(Data items)
####
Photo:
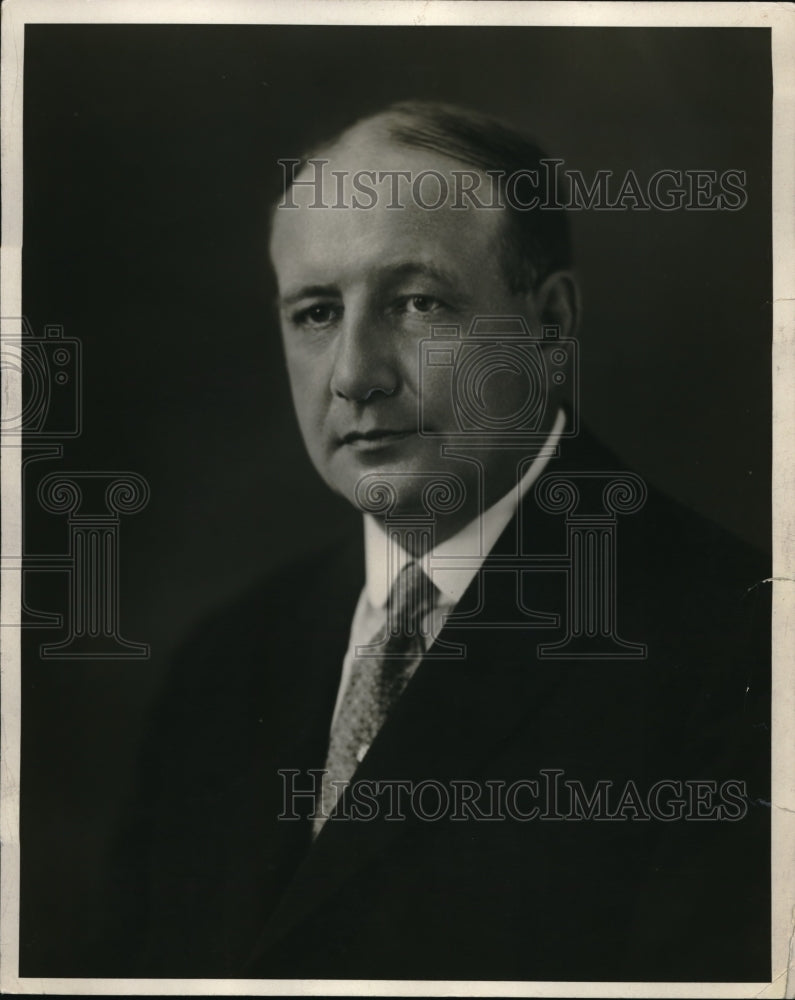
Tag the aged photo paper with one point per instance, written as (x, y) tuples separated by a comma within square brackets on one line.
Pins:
[(397, 498)]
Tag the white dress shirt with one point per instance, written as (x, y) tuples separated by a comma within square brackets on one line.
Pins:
[(471, 545)]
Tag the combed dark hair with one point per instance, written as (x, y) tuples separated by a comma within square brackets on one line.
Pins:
[(536, 242)]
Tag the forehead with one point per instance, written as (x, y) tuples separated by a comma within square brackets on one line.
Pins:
[(329, 243)]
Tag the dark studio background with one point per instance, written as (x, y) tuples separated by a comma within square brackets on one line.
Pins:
[(150, 156)]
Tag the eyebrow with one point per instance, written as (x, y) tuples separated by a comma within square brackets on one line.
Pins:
[(306, 292), (397, 270)]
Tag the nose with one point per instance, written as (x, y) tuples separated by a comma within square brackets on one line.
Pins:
[(365, 363)]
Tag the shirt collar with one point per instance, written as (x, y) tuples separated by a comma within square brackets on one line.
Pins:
[(471, 544)]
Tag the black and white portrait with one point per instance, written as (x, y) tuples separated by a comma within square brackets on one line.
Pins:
[(389, 425)]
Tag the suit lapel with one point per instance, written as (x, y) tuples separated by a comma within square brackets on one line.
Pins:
[(447, 724)]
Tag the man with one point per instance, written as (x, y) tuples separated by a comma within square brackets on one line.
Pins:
[(520, 736)]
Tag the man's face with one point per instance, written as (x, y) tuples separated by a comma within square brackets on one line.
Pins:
[(359, 289)]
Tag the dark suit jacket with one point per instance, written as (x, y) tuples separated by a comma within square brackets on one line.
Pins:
[(225, 888)]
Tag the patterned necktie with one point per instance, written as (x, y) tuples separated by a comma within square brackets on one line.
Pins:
[(377, 680)]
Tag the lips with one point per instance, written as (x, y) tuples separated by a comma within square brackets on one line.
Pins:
[(375, 438)]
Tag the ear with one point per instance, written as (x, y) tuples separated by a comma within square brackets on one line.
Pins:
[(556, 302)]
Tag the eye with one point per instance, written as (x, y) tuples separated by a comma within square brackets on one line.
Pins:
[(318, 315), (422, 304)]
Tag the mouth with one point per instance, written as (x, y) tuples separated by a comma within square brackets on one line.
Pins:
[(380, 437)]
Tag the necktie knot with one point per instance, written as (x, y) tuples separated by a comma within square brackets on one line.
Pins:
[(410, 599)]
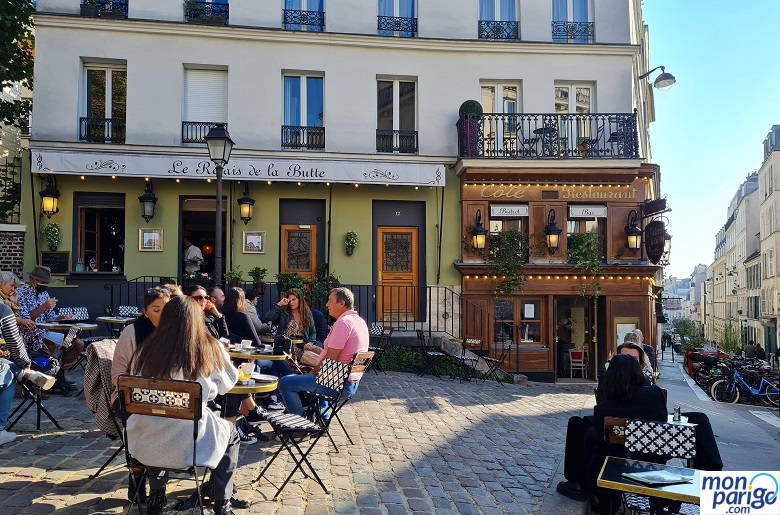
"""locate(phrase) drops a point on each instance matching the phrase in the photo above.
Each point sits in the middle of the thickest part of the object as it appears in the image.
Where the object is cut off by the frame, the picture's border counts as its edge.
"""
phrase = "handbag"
(310, 358)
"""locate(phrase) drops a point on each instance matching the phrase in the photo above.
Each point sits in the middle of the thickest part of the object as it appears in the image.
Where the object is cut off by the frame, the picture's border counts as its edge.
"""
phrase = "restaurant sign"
(655, 240)
(187, 166)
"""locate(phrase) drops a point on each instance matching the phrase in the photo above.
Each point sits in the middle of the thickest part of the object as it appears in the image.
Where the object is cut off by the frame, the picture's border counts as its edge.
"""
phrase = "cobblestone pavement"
(421, 445)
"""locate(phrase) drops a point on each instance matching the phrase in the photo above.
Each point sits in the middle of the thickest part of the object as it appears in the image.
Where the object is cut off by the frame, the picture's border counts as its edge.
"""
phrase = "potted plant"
(89, 8)
(469, 113)
(53, 234)
(258, 279)
(234, 277)
(350, 242)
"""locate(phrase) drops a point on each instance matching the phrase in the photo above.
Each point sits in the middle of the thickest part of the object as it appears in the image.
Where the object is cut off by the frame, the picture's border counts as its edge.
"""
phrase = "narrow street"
(748, 436)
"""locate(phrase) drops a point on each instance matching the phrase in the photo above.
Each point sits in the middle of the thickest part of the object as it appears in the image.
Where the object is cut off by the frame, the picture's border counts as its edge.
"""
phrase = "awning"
(246, 168)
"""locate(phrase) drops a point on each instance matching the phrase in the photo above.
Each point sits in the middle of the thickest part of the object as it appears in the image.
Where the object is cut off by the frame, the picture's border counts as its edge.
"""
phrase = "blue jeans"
(291, 386)
(8, 374)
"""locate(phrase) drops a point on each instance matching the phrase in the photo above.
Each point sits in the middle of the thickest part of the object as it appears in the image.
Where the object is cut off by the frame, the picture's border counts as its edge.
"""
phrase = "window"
(396, 116)
(308, 15)
(105, 104)
(99, 219)
(570, 21)
(303, 112)
(397, 17)
(205, 102)
(588, 220)
(500, 131)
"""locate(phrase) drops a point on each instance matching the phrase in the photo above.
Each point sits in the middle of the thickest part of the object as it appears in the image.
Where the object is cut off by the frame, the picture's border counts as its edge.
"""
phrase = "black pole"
(218, 236)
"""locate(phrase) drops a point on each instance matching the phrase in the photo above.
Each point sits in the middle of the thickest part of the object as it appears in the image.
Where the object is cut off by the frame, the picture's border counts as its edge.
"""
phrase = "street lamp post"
(220, 145)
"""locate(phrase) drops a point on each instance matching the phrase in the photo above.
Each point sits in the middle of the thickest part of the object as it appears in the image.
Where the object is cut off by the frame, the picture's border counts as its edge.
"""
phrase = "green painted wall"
(351, 211)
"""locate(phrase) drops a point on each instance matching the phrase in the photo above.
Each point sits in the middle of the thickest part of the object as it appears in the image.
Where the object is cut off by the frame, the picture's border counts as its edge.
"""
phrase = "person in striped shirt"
(14, 361)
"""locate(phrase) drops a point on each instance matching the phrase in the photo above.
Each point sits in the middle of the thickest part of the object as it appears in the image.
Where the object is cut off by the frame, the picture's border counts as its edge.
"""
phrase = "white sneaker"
(40, 379)
(6, 436)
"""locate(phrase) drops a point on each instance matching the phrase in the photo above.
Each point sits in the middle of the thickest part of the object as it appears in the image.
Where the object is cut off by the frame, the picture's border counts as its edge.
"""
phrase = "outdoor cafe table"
(58, 326)
(611, 477)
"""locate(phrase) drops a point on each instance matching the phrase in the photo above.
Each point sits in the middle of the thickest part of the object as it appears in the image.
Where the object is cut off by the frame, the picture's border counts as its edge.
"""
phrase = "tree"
(16, 56)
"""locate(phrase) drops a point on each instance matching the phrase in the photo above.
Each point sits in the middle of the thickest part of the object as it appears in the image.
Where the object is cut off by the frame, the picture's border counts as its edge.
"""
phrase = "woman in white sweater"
(181, 348)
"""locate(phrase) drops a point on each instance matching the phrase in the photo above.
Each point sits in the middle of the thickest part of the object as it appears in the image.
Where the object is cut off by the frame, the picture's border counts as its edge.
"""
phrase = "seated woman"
(292, 317)
(181, 348)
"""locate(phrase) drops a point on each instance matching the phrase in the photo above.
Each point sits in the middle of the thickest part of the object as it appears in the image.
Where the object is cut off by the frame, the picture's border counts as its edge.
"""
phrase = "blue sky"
(710, 126)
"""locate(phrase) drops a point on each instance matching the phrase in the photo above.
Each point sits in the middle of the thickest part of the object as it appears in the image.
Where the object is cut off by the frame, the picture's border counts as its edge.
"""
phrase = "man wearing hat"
(36, 304)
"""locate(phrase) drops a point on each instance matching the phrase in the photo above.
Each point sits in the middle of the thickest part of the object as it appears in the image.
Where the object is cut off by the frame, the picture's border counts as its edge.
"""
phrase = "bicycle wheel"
(720, 391)
(772, 397)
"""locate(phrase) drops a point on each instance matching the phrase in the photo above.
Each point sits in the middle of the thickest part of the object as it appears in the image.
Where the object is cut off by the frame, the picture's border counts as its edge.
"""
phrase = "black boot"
(157, 502)
(222, 507)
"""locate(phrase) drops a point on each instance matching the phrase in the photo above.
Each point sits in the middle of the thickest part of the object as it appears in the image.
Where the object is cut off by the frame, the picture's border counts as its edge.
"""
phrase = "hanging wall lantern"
(479, 233)
(148, 202)
(246, 205)
(633, 232)
(50, 197)
(552, 232)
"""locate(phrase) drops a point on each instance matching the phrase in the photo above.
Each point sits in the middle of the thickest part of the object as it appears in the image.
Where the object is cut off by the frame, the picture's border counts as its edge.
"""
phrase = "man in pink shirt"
(348, 336)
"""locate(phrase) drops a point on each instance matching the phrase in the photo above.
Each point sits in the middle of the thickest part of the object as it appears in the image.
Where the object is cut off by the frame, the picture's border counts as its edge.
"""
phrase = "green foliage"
(470, 107)
(509, 252)
(286, 282)
(257, 274)
(16, 56)
(729, 339)
(234, 274)
(53, 234)
(583, 252)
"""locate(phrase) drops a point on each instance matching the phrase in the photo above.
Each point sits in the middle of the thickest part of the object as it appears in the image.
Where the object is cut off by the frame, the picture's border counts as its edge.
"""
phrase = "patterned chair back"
(333, 374)
(661, 438)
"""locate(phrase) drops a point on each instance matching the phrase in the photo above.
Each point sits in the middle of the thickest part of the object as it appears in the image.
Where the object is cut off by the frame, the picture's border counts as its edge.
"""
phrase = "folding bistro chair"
(166, 398)
(382, 343)
(292, 429)
(494, 364)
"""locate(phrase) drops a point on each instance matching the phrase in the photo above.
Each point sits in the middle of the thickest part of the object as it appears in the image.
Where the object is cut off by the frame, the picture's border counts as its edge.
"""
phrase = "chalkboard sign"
(57, 260)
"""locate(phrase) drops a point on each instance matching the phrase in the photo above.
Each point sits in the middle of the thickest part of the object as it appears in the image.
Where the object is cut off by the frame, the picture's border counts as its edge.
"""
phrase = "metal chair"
(494, 364)
(166, 398)
(292, 429)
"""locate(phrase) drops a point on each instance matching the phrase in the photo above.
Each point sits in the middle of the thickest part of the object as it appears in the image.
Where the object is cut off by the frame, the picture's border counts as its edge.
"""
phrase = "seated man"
(36, 304)
(348, 337)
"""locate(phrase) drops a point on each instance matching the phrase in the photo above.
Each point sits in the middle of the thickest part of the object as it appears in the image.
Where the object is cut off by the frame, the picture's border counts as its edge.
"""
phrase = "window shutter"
(205, 95)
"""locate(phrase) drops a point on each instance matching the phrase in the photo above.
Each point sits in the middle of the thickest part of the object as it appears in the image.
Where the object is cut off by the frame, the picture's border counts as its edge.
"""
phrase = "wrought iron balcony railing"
(548, 136)
(392, 25)
(403, 142)
(105, 9)
(313, 21)
(206, 13)
(195, 132)
(572, 31)
(300, 137)
(500, 30)
(102, 130)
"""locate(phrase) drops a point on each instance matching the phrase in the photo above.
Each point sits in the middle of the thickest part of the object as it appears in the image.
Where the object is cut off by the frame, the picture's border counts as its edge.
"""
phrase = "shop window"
(100, 234)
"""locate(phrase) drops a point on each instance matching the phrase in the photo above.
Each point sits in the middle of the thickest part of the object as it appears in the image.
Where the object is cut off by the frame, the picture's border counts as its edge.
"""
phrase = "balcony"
(206, 13)
(499, 30)
(195, 132)
(548, 136)
(312, 21)
(572, 31)
(102, 130)
(396, 26)
(104, 9)
(401, 142)
(296, 137)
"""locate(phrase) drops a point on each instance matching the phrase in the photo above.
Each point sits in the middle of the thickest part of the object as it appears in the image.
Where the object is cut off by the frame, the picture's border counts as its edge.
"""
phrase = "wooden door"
(299, 250)
(397, 290)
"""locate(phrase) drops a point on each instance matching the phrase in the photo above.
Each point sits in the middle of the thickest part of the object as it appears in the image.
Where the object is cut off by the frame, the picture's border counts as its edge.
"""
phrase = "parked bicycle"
(765, 385)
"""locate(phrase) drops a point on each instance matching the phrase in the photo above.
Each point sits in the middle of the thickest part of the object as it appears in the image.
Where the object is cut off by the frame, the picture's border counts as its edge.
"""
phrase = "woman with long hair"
(181, 348)
(292, 316)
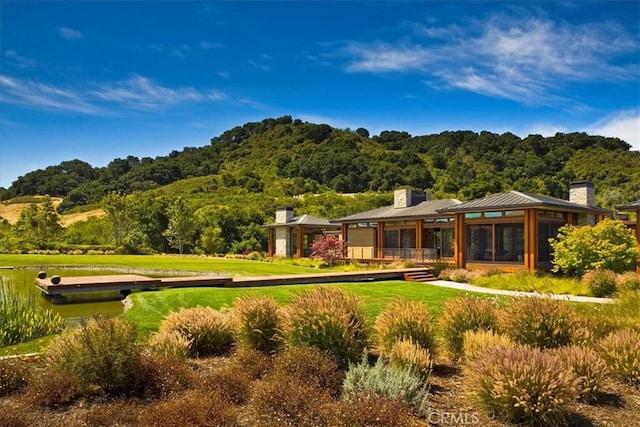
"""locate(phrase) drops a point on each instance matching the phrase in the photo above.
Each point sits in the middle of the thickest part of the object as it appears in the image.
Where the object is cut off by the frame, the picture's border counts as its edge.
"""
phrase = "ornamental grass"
(209, 331)
(329, 319)
(522, 385)
(463, 314)
(405, 320)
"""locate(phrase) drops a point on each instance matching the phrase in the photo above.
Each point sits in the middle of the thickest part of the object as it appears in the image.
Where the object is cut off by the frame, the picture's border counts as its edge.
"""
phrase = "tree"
(329, 249)
(606, 245)
(182, 225)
####
Among the lines above, which ones include the word "necktie"? Copy them.

Your solution =
Tag the patterned necktie with one point per instance, written as (x, y) tuples separated by a comma within square brackets on one line.
Tag the necktie knot with one point per instance, written as (x, y) tuples separated by a comma within square brackets on one line.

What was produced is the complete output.